[[ DATA FOR REVIEW open ]]

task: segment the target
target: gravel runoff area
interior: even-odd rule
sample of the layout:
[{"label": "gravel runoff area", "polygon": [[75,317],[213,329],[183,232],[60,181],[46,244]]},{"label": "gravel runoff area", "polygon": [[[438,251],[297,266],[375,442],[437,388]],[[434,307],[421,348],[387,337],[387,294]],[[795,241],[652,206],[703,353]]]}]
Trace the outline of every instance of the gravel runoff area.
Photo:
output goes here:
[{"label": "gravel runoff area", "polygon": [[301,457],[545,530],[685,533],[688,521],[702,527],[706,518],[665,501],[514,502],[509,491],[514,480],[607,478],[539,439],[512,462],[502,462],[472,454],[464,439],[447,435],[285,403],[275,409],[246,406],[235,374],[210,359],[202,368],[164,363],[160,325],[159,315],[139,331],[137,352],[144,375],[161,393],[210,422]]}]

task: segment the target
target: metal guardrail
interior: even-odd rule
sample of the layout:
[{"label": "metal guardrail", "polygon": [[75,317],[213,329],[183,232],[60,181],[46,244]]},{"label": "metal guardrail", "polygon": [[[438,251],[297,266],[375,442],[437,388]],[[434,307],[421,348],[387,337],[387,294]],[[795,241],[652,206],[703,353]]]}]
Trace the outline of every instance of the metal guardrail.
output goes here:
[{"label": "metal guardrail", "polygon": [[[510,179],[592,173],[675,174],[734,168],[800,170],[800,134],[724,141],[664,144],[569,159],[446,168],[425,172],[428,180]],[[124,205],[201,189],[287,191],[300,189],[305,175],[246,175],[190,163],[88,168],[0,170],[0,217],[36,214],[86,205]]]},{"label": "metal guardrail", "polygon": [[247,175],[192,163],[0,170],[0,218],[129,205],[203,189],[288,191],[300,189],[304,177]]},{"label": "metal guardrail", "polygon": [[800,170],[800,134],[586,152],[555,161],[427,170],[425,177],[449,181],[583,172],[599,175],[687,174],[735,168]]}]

[[ DATA FOR REVIEW closed ]]

- YOUR ASSIGNMENT
Show, from the records above, every line that includes "target".

- SOLUTION TO THE PROBLEM
task: segment the target
target: gravel runoff area
task: segment the target
target: metal guardrail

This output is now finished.